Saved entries
********************
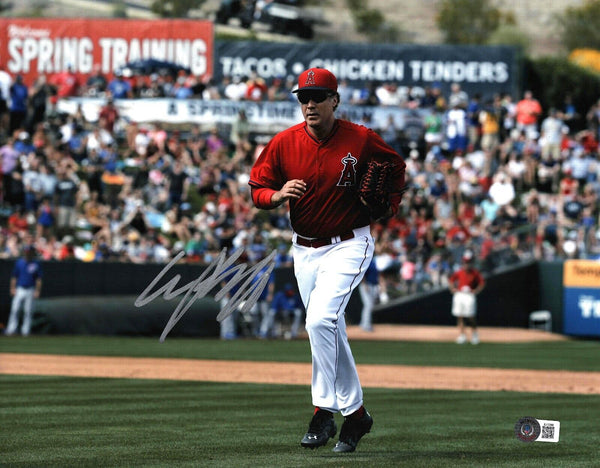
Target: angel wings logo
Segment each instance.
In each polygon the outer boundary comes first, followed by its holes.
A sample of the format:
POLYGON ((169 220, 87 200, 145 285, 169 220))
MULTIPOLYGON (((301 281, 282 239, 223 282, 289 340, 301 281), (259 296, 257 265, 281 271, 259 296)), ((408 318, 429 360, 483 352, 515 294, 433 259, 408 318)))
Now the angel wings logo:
********************
#### [WORK REQUIRED]
All that is wanted is a faithful reproduction of the line above with "Segment each instance.", the line with "POLYGON ((169 220, 87 200, 145 285, 169 220))", and every line in between.

#### [TASK RESULT]
Segment each instance.
In each polygon the outer boundary comes first, followed by its holes.
A sample of the format:
POLYGON ((169 220, 87 200, 145 285, 169 220))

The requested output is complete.